- TRECHO SELECIONADO
Lideranças do povo Xukuru Kariri, de Palmeira dos Índios (AL), acompanharam a votação na Câmara, manifestando-se contra qualquer alteração em seus direitos garantidos na Constituição Federal.

Apesar dos protestos, que também ocorreram na semana passada, a CCJC aprovou o parecer do novo relator das PECs 187 e 343, o ruralista Pedro Lupion (DEM-PR). Com isso, a PEC 187 avança na tramitação, mas a PEC 343 foi arquivada, pois Lupion, seguindo o acordo estabelecido entre parlamentares após os embates da semana anterior, votou pela inadmissibilidade da proposta que tramitava apensada à PEC 187.

A PEC 187 prevê o acréscimo de um parágrafo ao artigo 231 da Constituição, incluindo uma autorização explícita para atividades agrícolas, pecuárias e florestais em terras indígenas e para que os indígenas façam a “administração de seus bens e comercialização da produção”.

- OBJETIVO DA TAREFA
Extraia do trecho selecionado, sem qualquer alteração, a parte que se inicia nas palavras que contêm "Apesar dos protestos, que" e se encerra em "apensada à PEC 187.".

[Linhas do conjunto de dados]
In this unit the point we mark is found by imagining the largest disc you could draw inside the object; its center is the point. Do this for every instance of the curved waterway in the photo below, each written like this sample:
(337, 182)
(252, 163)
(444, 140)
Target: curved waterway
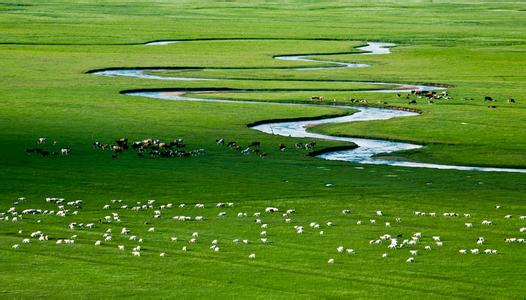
(367, 148)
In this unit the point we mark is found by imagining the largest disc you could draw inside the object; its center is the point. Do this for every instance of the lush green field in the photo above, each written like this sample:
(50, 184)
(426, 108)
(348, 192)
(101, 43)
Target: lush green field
(477, 48)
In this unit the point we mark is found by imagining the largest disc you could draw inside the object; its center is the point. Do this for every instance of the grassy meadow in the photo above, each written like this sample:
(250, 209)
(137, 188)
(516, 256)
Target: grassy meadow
(476, 48)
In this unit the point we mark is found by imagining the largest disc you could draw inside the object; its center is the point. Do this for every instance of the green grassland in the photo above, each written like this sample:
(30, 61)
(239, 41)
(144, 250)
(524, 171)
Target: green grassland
(477, 48)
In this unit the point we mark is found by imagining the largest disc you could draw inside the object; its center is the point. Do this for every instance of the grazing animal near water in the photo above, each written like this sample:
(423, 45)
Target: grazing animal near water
(65, 150)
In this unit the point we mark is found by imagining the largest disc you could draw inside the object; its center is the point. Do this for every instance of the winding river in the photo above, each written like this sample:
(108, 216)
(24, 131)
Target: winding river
(367, 148)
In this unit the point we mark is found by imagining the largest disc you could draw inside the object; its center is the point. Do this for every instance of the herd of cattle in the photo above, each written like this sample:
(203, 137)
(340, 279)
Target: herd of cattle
(153, 148)
(430, 96)
(156, 148)
(105, 228)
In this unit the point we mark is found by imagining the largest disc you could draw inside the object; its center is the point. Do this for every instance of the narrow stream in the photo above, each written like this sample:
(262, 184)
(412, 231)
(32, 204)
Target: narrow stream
(367, 148)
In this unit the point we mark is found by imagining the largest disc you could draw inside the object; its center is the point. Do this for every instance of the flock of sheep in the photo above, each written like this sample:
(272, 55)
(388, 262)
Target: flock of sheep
(114, 211)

- RESULTADO DA TAREFA
Apesar dos protestos, que também ocorreram na semana passada, a CCJC aprovou o parecer do novo relator das PECs 187 e 343, o ruralista Pedro Lupion (DEM-PR). Com isso, a PEC 187 avança na tramitação, mas a PEC 343 foi arquivada, pois Lupion, seguindo o acordo estabelecido entre parlamentares após os embates da semana anterior, votou pela inadmissibilidade da proposta que tramitava apensada à PEC 187.